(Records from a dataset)
******

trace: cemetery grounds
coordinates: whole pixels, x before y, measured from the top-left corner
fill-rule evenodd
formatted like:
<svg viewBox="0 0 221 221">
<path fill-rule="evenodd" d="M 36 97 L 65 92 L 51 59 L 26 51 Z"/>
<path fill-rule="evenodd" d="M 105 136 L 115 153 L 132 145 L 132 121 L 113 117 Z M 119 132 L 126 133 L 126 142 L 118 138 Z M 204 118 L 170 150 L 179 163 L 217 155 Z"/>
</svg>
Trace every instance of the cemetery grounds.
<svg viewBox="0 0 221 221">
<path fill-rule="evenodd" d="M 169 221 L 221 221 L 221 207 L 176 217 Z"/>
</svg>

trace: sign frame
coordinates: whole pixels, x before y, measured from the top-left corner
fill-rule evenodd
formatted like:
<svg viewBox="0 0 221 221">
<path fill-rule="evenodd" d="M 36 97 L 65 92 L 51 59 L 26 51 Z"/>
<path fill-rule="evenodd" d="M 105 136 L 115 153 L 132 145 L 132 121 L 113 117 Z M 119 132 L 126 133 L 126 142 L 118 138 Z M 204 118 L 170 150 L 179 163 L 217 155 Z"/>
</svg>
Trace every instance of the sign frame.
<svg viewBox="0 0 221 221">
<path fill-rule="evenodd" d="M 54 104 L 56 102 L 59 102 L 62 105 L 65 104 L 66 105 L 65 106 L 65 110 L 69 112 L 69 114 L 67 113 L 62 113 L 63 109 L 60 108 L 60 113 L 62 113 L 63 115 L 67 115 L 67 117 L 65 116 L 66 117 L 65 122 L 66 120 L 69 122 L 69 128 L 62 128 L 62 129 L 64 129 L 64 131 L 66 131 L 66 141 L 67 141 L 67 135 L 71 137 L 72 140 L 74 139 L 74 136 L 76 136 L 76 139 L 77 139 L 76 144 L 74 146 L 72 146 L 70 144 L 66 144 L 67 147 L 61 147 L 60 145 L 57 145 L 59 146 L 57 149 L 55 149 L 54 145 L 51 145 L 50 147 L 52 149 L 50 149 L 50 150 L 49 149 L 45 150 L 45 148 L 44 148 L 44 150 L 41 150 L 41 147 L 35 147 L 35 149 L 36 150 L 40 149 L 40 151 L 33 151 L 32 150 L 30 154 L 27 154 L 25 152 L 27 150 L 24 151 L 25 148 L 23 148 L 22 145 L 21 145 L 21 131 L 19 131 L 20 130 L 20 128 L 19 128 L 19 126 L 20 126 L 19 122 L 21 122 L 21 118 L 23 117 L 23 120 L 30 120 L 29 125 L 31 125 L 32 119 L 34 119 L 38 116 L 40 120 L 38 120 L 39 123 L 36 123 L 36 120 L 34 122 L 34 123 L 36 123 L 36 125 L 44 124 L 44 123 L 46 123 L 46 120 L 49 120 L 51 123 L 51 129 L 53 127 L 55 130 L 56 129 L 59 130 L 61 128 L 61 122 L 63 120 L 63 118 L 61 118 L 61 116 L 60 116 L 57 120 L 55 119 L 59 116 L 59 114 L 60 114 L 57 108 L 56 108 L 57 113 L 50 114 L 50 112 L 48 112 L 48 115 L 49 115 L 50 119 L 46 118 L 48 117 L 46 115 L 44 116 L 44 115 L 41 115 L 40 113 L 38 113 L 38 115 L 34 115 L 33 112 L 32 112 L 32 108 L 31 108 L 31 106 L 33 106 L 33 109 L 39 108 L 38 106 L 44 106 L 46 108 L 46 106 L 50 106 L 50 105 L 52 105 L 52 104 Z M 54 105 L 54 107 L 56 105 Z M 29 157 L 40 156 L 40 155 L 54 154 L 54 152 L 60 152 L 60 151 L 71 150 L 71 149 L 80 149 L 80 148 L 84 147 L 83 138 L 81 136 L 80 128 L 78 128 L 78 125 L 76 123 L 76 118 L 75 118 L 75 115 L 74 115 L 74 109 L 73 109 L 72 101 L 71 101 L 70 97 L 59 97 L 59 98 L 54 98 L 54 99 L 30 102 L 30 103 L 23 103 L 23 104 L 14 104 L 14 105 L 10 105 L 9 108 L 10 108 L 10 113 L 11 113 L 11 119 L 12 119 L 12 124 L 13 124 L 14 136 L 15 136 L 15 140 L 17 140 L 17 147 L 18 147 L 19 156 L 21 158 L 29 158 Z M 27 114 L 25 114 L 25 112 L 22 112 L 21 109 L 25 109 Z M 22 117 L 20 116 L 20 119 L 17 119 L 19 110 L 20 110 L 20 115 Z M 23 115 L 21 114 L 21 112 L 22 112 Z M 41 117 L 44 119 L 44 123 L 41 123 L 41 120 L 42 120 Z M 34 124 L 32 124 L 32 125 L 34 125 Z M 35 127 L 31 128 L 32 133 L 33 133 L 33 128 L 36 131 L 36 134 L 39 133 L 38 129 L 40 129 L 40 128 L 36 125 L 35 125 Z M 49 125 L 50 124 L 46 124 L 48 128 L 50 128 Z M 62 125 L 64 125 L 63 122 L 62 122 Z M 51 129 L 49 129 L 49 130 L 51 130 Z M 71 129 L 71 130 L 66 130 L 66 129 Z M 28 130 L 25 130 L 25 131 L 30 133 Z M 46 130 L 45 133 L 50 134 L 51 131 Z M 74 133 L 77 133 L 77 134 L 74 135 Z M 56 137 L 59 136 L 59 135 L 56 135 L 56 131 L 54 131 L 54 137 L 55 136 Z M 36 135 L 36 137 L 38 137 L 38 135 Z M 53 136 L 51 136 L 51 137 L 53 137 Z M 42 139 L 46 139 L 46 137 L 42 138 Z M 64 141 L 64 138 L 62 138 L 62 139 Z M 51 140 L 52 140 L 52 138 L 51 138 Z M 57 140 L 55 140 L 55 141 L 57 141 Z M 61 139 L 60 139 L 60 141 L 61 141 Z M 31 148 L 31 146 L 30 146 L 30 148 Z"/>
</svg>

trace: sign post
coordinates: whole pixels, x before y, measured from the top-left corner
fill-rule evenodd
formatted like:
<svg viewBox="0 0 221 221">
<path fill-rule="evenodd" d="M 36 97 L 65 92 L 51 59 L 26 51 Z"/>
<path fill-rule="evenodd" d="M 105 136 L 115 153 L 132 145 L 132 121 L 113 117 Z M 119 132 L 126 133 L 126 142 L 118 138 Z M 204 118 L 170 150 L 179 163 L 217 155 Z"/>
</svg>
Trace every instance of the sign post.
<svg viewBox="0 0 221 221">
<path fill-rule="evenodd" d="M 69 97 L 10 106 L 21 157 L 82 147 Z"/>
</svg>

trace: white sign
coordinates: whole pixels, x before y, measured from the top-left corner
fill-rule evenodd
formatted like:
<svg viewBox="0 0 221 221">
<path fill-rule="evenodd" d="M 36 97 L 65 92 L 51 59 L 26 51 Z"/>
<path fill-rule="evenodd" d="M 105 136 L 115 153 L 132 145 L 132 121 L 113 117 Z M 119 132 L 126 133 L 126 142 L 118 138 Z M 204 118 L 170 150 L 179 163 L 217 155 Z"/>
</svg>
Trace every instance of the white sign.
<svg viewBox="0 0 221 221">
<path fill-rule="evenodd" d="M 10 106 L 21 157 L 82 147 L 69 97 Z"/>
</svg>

******

Problem to work on. Please write out, with no changes, every line of the listing from the line with "trace: sign post" through the end of the listing, both ends included.

Written solution.
trace: sign post
coordinates: whole pixels, x before y, measured from the top-left corner
fill-rule evenodd
formatted like:
<svg viewBox="0 0 221 221">
<path fill-rule="evenodd" d="M 36 97 L 65 92 L 51 59 L 26 51 Z"/>
<path fill-rule="evenodd" d="M 105 136 L 115 153 L 132 145 L 132 121 L 113 117 Z M 119 132 L 126 133 L 126 142 L 118 138 Z M 204 118 L 170 150 L 179 163 L 217 155 Z"/>
</svg>
Trace every instance of the sign post.
<svg viewBox="0 0 221 221">
<path fill-rule="evenodd" d="M 69 97 L 10 106 L 21 157 L 82 147 Z"/>
</svg>

trace: white sign
coordinates: whole pixels, x before y, measured from the top-left corner
fill-rule evenodd
formatted like:
<svg viewBox="0 0 221 221">
<path fill-rule="evenodd" d="M 36 97 L 65 92 L 51 59 L 26 51 Z"/>
<path fill-rule="evenodd" d="M 105 136 L 115 153 L 132 145 L 132 121 L 113 117 Z M 119 132 L 126 133 L 126 142 L 118 138 Z M 204 118 L 170 150 L 179 163 L 217 155 Z"/>
</svg>
Trace every instance of the white sign.
<svg viewBox="0 0 221 221">
<path fill-rule="evenodd" d="M 10 106 L 21 157 L 82 147 L 69 97 Z"/>
</svg>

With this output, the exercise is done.